Dataset records:
--------------------------------
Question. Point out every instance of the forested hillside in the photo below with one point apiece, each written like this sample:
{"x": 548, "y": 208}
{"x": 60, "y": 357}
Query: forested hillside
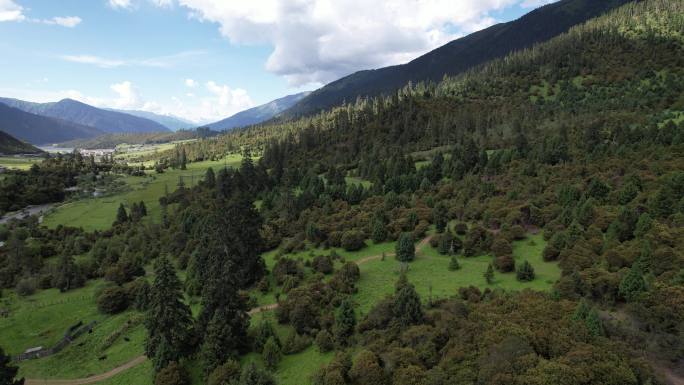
{"x": 459, "y": 55}
{"x": 520, "y": 223}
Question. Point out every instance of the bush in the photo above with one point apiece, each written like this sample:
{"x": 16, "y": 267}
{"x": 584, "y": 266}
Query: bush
{"x": 172, "y": 374}
{"x": 353, "y": 240}
{"x": 505, "y": 264}
{"x": 113, "y": 300}
{"x": 324, "y": 341}
{"x": 226, "y": 374}
{"x": 26, "y": 286}
{"x": 525, "y": 272}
--------------------------------
Your goal: Reproduce all of the material above, requests included, leaving out the pictures and offsetting every x and y coordinate in the answer points by +136. Keep the sample points inside the requests unchanged.

The answer:
Question. Point out every instance of the forested hillside in the photo below with one point apiece, each written like this sample:
{"x": 548, "y": 208}
{"x": 60, "y": 357}
Query: forested hillside
{"x": 595, "y": 191}
{"x": 656, "y": 359}
Question. Point out every instance of the bush in the photo above with one point apiece, each written like this sample:
{"x": 16, "y": 267}
{"x": 584, "y": 266}
Query: bush
{"x": 308, "y": 510}
{"x": 489, "y": 376}
{"x": 641, "y": 400}
{"x": 249, "y": 436}
{"x": 460, "y": 477}
{"x": 362, "y": 510}
{"x": 162, "y": 422}
{"x": 661, "y": 408}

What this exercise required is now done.